BEGIN Extracted text
Adoption is a PERMANENT solution to what is a temporary problem when talking about an unwed mother or a poverty situation.  Adoption does provide a more certain home environment than foster care does but the double edge sword is that if it is an awful placement, most of the time the child is simply trapped there (I’ve read enough nightmare stories to believe this).  That said, there are also “second chance” adoptions where the adoptive parents want to be rid of a troublesome child.  This is very sad for the child as it sends a debilitating message about the worth of that child.

Most of the time, adoptive parents change the child’s name and to some extent their cultural identity if it is a transracial adoption.  Some adoptive parents hide the date and/or location of the child’s birth to place an obstacle in the way of the parent/child unit reuniting.  Genetic family bonds are broken or permanently lost.  Even when such direct family is recovered later in life, so much life experience and inter-relationship is lost that it is nearly impossible to rebuild.  I understand this as I have been able to learn what my own parents could not – who my original grandparents were.  Along with learning that, I have acquired new family relationships with genetically related aunts and cousins.

I acknowledge that not all children are going to be parented by the people who gave birth to them.  This is a reality.  I would also argue that as a society we do NOT do enough to keep families intact and could do much better.  I would further add that MONEY plays a HUGE role in perpetuating the separation of mothers from their children.  That money could be better spent with less traumatic outcomes on the natural family and its supports.
END Extracted text
BEGIN Given data
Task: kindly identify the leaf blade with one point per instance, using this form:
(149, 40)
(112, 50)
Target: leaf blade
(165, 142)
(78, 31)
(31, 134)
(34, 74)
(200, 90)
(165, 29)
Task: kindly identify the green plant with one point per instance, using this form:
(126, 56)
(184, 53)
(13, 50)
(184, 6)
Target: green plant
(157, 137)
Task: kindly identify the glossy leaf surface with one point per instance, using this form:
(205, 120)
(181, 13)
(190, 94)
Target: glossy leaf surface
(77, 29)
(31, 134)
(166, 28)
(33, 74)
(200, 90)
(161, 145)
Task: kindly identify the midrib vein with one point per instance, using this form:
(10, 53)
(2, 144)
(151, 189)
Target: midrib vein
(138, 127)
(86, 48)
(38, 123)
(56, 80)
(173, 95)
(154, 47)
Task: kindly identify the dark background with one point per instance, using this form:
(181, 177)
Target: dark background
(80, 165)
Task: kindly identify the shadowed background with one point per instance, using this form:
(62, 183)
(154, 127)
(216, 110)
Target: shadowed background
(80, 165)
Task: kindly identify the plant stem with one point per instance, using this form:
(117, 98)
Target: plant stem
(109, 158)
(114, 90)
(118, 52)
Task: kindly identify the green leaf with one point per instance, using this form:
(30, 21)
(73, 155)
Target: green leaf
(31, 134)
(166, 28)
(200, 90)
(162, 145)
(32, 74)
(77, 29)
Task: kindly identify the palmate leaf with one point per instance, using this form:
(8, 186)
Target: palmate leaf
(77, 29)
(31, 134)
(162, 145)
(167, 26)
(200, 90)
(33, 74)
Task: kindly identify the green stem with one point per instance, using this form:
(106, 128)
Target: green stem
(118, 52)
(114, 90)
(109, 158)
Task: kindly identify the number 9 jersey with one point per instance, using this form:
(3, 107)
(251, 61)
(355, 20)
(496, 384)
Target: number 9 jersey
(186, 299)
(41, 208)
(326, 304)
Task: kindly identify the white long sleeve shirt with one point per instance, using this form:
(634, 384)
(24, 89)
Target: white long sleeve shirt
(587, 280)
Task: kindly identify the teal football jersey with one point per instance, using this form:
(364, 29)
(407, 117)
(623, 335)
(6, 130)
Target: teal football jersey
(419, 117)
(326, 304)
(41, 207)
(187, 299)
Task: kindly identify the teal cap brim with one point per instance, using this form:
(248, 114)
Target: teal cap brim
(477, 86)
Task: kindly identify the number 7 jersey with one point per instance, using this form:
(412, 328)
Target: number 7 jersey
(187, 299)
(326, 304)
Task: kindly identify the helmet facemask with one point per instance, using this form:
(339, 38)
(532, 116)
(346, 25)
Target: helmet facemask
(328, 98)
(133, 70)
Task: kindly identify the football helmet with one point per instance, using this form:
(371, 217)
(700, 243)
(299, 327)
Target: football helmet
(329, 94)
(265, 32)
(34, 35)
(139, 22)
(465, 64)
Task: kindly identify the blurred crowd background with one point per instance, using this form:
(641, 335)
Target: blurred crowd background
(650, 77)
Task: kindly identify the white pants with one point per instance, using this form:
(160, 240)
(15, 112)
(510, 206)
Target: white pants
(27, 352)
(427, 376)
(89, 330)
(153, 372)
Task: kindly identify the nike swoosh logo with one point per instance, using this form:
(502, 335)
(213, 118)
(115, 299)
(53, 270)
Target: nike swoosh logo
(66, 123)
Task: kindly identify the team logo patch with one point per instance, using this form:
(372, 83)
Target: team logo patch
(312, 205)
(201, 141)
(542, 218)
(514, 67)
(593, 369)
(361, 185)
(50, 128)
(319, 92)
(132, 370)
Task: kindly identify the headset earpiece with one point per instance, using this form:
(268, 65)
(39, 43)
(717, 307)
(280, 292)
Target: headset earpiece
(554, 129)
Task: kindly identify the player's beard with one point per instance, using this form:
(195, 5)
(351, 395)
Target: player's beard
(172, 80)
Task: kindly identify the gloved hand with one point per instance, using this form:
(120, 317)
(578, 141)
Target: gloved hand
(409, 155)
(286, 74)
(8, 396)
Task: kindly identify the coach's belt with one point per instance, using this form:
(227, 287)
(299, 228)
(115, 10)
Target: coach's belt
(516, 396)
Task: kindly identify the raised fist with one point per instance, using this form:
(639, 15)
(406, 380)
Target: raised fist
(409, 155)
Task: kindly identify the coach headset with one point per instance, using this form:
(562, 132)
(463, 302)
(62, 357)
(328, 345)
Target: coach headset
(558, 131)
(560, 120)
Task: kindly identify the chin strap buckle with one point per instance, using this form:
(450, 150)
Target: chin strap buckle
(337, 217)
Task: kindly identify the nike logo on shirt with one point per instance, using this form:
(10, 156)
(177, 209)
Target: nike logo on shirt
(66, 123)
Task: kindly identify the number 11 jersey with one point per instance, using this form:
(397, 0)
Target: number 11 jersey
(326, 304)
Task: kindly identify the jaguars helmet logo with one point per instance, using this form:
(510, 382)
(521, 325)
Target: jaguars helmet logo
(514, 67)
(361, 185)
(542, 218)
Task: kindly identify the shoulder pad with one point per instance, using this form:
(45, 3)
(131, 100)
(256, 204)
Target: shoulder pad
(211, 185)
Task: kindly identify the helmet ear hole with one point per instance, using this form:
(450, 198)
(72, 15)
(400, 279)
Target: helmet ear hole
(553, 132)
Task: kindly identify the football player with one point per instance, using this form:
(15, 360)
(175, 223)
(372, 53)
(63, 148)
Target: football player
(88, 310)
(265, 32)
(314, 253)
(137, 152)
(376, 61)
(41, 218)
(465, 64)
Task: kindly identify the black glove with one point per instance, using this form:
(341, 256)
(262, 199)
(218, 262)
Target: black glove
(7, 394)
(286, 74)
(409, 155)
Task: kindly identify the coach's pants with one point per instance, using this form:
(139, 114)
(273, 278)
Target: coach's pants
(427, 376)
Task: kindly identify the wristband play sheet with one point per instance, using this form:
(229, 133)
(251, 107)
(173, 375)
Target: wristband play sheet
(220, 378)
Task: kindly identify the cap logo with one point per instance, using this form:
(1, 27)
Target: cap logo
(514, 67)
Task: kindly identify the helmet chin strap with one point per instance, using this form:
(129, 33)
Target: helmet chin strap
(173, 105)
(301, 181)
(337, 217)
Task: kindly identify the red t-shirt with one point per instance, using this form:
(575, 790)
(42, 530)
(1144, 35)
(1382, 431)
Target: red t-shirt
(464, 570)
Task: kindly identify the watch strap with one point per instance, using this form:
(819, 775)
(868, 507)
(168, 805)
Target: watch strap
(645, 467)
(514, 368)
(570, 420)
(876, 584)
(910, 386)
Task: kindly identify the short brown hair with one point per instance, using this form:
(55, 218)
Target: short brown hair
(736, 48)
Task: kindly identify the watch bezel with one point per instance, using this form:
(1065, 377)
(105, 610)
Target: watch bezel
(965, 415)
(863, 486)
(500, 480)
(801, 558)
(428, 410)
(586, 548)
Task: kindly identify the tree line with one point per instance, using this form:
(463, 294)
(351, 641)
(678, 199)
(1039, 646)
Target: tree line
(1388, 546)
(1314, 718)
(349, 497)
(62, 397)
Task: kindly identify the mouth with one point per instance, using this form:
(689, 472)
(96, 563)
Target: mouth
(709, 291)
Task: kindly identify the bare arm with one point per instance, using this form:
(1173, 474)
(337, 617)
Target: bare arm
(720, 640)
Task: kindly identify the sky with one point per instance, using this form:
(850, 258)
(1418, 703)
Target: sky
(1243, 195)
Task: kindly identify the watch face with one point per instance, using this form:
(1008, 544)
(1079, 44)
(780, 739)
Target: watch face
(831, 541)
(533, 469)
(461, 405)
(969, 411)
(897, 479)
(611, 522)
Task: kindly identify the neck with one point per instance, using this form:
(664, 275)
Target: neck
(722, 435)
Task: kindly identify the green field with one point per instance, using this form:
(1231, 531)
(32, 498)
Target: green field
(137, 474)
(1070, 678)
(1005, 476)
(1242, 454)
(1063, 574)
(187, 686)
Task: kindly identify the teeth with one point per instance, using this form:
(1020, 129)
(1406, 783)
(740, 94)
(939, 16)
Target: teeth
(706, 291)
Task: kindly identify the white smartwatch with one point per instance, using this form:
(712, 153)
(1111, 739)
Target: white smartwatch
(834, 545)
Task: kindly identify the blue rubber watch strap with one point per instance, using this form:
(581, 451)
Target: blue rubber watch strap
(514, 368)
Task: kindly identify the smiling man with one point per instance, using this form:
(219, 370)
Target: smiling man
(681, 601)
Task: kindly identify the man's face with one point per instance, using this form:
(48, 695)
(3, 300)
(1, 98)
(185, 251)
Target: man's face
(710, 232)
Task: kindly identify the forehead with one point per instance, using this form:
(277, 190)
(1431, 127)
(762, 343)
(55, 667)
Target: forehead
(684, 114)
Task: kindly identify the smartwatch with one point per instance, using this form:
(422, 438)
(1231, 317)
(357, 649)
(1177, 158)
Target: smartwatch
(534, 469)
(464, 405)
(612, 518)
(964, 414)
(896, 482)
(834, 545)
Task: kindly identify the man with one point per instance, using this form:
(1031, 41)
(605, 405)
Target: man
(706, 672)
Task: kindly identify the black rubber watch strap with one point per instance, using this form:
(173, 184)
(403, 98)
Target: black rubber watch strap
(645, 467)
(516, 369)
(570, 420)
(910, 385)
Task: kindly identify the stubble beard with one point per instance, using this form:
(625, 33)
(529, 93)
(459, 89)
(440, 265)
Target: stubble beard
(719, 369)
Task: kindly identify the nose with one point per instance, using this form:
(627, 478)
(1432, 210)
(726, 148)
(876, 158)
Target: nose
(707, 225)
END Given data
## Work instructions
Type out the stretch of the adoption passage from "I acknowledge that" through "and its supports.", word for word.

## Exercise output
I acknowledge that not all children are going to be parented by the people who gave birth to them.  This is a reality.  I would also argue that as a society we do NOT do enough to keep families intact and could do much better.  I would further add that MONEY plays a HUGE role in perpetuating the separation of mothers from their children.  That money could be better spent with less traumatic outcomes on the natural family and its supports.